■ EXERCISE BRIEF ■
Print the passage of the Varakatnam film summary between "Varakatnam () is" and "Film in Telugu.", inclusive.

■ SELECTED TEXT ■
------
Varakatnam () is a 1969 Indian Telugu-language drama film, produced by N. Trivikrama Rao under the banner Ramakrishna & NAT Combines and directed by his older brother N. T. Rama Rao. It stars Rama Rao, Savitri and Krishna Kumari, with music composed by T. V. Raju. The film won the National Film Award for Best Feature Film in Telugu.

Plot 
There are two neighbouring villages. "Meesaala" Venkaiah is the head farmer of one village who is high on self-respect and sternness. Bhadraiah, the head farmer of the other village, is also quite confident but with little less property. The alliance of Bhadraiah's daughter Sujatha is fixed with Venkaiah's son Devasimha. During the time of the wedding, a troublemaker injects an idea to Venkaiah to demand the dowry before the marriage when Bhadraiah's short-tempered son Balaramaiah becomes furious and quarrels with them. As a result, the wedding is called off, Devasimha is dragged away by his father and the bride starts to cry. After that, both the families plan to make different marriages to the couple which Devasimha opposes. He reaches Sujatha and secretly marries her with the help and blessings of Sujatha's sensible sister-in-law Subhadra. The rest of the story is how Devasimha clears the differences between two families and fights against the dowry system.
------
■ MATERIAL SUPPLIED ■
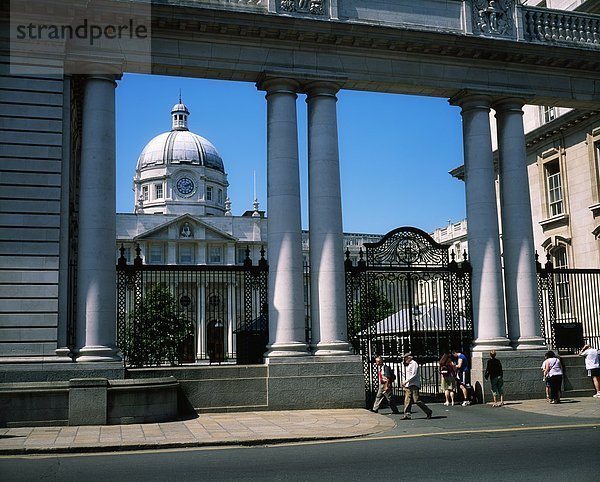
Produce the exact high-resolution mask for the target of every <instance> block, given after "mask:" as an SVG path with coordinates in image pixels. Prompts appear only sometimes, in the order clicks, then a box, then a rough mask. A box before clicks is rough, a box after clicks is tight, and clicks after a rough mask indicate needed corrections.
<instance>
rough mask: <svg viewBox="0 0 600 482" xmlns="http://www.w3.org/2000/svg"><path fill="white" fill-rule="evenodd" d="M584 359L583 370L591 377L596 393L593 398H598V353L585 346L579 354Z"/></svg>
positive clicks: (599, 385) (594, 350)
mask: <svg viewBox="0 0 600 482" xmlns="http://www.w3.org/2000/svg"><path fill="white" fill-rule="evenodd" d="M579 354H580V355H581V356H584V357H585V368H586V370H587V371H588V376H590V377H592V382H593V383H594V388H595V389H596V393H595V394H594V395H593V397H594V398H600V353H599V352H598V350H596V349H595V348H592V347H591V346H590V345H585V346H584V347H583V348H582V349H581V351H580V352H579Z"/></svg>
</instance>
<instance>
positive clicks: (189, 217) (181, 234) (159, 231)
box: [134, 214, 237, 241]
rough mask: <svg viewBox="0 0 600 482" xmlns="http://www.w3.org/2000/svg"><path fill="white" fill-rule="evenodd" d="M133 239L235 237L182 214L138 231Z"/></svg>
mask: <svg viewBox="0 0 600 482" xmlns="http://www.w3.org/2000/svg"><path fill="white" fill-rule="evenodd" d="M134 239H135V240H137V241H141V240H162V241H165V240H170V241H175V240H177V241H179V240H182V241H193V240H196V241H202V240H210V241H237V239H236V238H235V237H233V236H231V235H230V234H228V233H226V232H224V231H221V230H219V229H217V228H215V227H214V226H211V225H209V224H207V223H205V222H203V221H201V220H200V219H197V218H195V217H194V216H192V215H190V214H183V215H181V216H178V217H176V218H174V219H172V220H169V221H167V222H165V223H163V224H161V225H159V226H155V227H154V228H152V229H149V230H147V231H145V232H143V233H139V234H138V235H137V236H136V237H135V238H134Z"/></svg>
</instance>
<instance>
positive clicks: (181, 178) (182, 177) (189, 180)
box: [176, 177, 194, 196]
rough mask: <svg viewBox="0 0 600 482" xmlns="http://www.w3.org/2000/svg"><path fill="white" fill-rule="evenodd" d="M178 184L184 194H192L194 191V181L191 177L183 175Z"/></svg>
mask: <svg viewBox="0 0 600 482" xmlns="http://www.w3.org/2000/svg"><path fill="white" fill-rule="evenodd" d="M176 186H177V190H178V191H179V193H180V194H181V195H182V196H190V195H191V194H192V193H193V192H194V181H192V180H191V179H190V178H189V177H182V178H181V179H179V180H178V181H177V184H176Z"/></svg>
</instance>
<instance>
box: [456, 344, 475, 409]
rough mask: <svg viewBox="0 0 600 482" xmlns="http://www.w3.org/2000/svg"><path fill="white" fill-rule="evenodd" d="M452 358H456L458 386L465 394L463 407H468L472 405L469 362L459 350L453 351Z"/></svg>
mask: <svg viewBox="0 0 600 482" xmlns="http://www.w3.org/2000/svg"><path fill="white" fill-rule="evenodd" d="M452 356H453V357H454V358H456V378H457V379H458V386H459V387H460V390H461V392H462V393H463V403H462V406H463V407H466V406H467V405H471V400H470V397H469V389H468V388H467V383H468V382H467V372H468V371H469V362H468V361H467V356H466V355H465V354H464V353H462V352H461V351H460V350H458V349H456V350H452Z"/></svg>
------
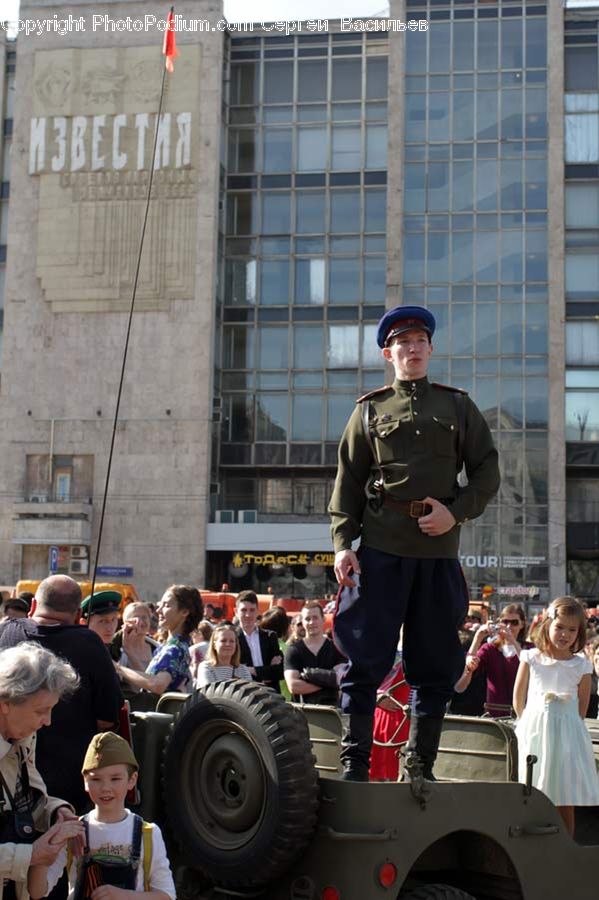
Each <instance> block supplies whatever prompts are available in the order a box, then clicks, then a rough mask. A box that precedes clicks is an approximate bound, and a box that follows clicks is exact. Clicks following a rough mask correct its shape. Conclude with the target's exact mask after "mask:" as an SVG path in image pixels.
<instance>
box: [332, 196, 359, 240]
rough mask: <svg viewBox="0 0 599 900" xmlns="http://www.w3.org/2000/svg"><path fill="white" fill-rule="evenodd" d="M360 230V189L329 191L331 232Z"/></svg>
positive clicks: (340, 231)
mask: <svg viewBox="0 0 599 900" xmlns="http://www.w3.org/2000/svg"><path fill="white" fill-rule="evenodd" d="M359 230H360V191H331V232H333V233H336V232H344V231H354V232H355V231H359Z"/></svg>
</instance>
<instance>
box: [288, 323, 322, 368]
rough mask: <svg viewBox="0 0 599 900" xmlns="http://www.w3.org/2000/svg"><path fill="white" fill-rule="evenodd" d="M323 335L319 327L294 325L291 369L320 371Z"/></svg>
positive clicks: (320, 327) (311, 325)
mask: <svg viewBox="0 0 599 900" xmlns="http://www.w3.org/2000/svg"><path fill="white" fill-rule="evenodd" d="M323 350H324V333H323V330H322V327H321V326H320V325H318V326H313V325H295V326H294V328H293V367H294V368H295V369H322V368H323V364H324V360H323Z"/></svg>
------
■ SOLUTION FOR THIS TASK ■
Varakatnam () is a 1969 Indian Telugu-language drama film, produced by N. Trivikrama Rao under the banner Ramakrishna & NAT Combines and directed by his older brother N. T. Rama Rao. It stars Rama Rao, Savitri and Krishna Kumari, with music composed by T. V. Raju. The film won the National Film Award for Best Feature Film in Telugu.